◆ **Page extract**:
OVD-Info Weekly Bulletin No. 352: Aleksandr Demidenko dies in pre-trial detention

13 April 2024

OVD-Info is a Russian civil society organisation that monitors politically-motivated arrests and prosecutions in Russia. Each week OVD-Info publishes a bulletin with the latest news, which is translated here. To receive the mailing in Russian, visit here.

Aleksandr Demidenko / A photo from his personal archive

Hello. A volunteer from Belgorod who assisted Ukrainian refugees has passed away while in a pre-trial detention centre; feminist Zalina Marshenkulova faces charges of justifying terrorism; and meanwhile, a schoolgirl from Chita is in custody in connection with the graffiti ‘Death to the regime.’

A volunteer from Belgorod who helped Ukrainian refugees has died in a pre-trial detention centre. 61-year-old volunteer, Alelsandr Demidenko, died on 5th April. The Federal Penitentiary Service reported that he committed suicide. In December 2023, Demidenko was denied release on bail and was facing prosecution for illegal trafficking of explosive devices. Law enforcement stated they had found a grenade, a fragmentation grenade fuse, and a mine fuse at his home. The circumstances of his death are under investigation.

◆ **Information supplied**:
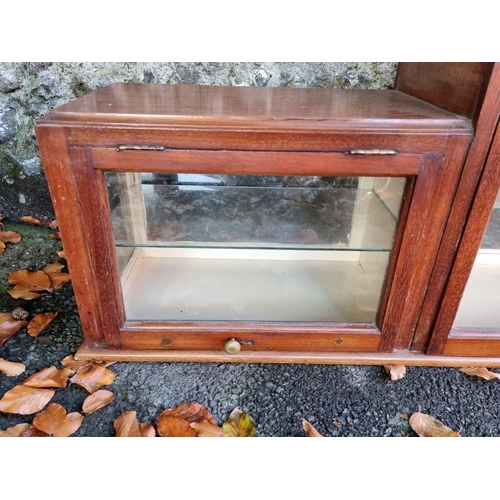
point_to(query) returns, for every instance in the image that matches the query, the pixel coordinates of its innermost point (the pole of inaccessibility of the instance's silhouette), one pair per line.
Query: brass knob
(232, 346)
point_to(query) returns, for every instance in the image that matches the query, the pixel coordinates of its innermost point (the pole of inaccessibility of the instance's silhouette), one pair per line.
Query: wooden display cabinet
(252, 224)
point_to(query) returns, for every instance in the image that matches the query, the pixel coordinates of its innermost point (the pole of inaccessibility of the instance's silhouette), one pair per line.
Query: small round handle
(232, 346)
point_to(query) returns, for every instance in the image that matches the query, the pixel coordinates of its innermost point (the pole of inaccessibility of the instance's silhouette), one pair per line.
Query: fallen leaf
(30, 281)
(50, 377)
(15, 431)
(55, 267)
(10, 368)
(30, 220)
(481, 372)
(22, 294)
(57, 280)
(397, 372)
(41, 321)
(56, 422)
(206, 429)
(9, 326)
(175, 422)
(10, 237)
(427, 426)
(25, 400)
(239, 424)
(310, 430)
(93, 377)
(97, 400)
(126, 425)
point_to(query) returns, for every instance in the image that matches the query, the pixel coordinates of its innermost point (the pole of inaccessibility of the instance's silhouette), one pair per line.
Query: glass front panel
(479, 307)
(252, 248)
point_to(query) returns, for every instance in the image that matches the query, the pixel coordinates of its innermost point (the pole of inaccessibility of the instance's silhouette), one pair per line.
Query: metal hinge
(127, 147)
(372, 152)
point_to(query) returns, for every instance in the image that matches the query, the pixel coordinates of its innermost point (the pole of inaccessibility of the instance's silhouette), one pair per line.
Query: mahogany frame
(79, 145)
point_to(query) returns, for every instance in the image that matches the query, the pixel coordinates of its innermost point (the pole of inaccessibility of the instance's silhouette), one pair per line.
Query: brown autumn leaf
(481, 372)
(239, 424)
(92, 377)
(97, 400)
(22, 294)
(57, 280)
(56, 422)
(174, 422)
(30, 281)
(10, 368)
(9, 326)
(126, 425)
(15, 431)
(25, 400)
(206, 429)
(54, 267)
(41, 321)
(50, 377)
(30, 220)
(397, 372)
(10, 237)
(427, 426)
(310, 430)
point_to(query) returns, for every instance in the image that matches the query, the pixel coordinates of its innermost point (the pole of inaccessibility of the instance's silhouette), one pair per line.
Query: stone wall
(29, 90)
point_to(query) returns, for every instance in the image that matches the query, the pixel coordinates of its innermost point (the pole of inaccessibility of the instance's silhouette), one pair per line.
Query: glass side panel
(252, 248)
(479, 307)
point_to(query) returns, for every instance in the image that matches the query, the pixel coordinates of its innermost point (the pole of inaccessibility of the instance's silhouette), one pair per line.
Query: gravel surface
(338, 400)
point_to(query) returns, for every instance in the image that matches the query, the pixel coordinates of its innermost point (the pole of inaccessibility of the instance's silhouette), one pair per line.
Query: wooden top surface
(254, 107)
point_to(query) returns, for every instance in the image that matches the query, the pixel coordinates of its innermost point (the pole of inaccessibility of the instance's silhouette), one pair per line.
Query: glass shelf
(252, 248)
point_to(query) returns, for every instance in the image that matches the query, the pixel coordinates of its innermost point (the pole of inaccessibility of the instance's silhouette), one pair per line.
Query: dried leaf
(126, 425)
(22, 294)
(205, 429)
(97, 400)
(174, 427)
(25, 400)
(397, 372)
(41, 321)
(56, 422)
(481, 372)
(30, 220)
(310, 430)
(30, 281)
(10, 237)
(93, 377)
(147, 430)
(427, 426)
(174, 422)
(55, 267)
(9, 326)
(15, 431)
(10, 368)
(50, 377)
(57, 280)
(239, 424)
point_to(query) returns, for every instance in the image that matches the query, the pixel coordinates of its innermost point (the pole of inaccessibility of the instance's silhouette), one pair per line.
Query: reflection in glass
(252, 248)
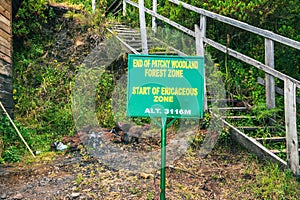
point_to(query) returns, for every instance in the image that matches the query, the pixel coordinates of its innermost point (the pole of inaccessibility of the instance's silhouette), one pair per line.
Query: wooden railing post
(93, 6)
(291, 126)
(200, 51)
(143, 27)
(124, 7)
(270, 84)
(154, 9)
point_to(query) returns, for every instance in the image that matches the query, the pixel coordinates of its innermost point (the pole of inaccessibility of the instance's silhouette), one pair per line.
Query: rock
(145, 176)
(121, 126)
(18, 196)
(75, 195)
(135, 131)
(3, 196)
(108, 136)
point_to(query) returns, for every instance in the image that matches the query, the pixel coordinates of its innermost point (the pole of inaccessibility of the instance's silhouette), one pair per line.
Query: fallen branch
(11, 121)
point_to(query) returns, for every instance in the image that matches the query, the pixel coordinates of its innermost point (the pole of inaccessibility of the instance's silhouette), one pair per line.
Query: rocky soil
(223, 174)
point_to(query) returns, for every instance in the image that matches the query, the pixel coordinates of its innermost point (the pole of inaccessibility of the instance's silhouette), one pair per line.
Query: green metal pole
(163, 159)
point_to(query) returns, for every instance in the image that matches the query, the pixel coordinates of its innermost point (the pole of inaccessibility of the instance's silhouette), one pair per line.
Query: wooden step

◆ **Exercise brief**: Transcribe the part of the OVD-Info bulletin that begins at the words "OVD-Info is a Russian civil" and stops after "in Russian, visit here.", keeping every word and mark unchanged. The data above is separate from the OVD-Info bulletin.

◆ **Answer area**:
OVD-Info is a Russian civil society organisation that monitors politically-motivated arrests and prosecutions in Russia. Each week OVD-Info publishes a bulletin with the latest news, which is translated here. To receive the mailing in Russian, visit here.